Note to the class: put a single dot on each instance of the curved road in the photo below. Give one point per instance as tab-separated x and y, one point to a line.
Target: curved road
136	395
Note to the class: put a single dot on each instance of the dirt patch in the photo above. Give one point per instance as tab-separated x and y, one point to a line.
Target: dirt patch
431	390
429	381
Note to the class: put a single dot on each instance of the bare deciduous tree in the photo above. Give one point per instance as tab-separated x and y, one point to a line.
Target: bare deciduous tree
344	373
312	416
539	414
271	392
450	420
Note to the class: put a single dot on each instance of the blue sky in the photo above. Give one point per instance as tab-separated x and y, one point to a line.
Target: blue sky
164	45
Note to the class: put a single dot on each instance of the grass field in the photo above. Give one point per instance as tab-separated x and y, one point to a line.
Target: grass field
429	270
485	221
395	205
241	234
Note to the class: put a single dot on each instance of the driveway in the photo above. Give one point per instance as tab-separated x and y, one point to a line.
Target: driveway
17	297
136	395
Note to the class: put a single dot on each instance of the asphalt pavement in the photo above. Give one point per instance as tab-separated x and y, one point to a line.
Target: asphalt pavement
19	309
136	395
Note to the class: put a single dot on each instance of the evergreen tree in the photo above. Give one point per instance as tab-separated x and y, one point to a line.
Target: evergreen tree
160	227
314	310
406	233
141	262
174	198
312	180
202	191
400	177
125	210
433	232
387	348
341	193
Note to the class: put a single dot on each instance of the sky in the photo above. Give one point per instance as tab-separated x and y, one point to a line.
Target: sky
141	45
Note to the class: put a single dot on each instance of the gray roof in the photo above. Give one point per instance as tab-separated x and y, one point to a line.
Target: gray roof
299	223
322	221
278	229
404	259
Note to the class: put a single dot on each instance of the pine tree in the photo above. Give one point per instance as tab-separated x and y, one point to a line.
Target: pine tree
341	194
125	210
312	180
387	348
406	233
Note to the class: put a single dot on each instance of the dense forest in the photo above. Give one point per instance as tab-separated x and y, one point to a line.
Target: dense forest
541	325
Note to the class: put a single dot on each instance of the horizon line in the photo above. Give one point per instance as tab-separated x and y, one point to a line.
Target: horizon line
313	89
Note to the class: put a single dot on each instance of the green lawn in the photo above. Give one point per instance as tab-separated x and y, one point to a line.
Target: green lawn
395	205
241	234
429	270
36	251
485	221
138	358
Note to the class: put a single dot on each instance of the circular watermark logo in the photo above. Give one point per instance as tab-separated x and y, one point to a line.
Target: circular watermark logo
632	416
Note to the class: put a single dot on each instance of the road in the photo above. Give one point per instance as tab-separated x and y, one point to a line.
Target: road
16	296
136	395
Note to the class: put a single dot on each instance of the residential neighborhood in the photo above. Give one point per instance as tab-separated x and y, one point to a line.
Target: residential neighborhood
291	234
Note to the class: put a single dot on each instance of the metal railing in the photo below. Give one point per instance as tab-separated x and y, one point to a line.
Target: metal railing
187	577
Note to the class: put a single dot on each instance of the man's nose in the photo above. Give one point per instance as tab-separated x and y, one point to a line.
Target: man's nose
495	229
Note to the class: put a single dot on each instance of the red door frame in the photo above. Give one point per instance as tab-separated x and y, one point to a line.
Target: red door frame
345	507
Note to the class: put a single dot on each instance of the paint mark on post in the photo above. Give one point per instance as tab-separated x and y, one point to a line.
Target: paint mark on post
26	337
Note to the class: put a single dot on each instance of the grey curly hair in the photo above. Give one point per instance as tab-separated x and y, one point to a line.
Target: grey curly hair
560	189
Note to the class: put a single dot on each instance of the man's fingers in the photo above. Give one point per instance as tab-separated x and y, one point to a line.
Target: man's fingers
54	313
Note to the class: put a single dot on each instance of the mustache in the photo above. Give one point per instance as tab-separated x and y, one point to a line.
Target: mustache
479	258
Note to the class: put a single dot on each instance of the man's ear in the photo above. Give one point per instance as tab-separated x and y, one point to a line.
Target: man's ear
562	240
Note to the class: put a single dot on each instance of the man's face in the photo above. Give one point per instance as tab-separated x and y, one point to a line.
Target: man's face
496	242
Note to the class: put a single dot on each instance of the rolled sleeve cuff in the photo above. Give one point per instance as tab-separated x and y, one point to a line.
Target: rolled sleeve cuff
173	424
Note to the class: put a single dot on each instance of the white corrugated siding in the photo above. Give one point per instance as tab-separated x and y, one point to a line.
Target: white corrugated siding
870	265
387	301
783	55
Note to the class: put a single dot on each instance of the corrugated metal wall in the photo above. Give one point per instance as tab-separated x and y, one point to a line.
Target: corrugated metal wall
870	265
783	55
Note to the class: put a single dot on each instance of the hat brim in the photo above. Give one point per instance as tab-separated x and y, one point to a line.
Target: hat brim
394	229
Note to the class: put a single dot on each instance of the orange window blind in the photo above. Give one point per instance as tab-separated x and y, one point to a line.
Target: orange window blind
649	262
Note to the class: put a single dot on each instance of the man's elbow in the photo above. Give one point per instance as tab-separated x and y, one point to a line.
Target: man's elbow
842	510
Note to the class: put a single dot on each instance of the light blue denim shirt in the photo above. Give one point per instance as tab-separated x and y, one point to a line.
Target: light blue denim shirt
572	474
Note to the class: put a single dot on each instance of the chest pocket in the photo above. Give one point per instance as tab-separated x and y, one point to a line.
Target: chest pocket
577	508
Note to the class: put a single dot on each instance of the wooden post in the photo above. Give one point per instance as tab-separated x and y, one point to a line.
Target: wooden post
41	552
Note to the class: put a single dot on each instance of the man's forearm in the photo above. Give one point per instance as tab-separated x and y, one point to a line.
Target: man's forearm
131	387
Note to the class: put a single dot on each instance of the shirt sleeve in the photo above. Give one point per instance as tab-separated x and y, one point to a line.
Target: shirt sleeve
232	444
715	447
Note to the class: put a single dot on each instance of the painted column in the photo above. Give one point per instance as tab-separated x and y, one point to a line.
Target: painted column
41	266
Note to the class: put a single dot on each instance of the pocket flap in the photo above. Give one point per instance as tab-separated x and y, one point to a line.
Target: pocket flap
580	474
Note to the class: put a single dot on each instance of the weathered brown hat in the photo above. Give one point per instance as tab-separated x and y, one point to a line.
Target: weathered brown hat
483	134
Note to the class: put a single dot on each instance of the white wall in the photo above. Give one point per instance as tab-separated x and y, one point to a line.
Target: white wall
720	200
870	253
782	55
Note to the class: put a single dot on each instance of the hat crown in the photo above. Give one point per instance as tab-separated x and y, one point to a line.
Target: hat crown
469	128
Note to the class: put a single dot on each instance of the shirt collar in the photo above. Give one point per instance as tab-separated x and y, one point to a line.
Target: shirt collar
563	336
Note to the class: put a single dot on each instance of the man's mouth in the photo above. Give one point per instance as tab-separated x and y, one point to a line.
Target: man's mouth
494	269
-----
Exactly reproduce the lines from the one containing "the shirt collar" through the end of the records, and only those lines.

Note to the class: put a single dot on each instance of the shirt collar in the photo above. Give one point per instance as tab-separated x and y, one point to a line.
Target: shirt collar
563	336
Note to the class: put a single dot on each instance of the man's mouth in the photo above. Give one point per instance as tab-separated x and y, one point to a line.
Target: man's mouth
494	269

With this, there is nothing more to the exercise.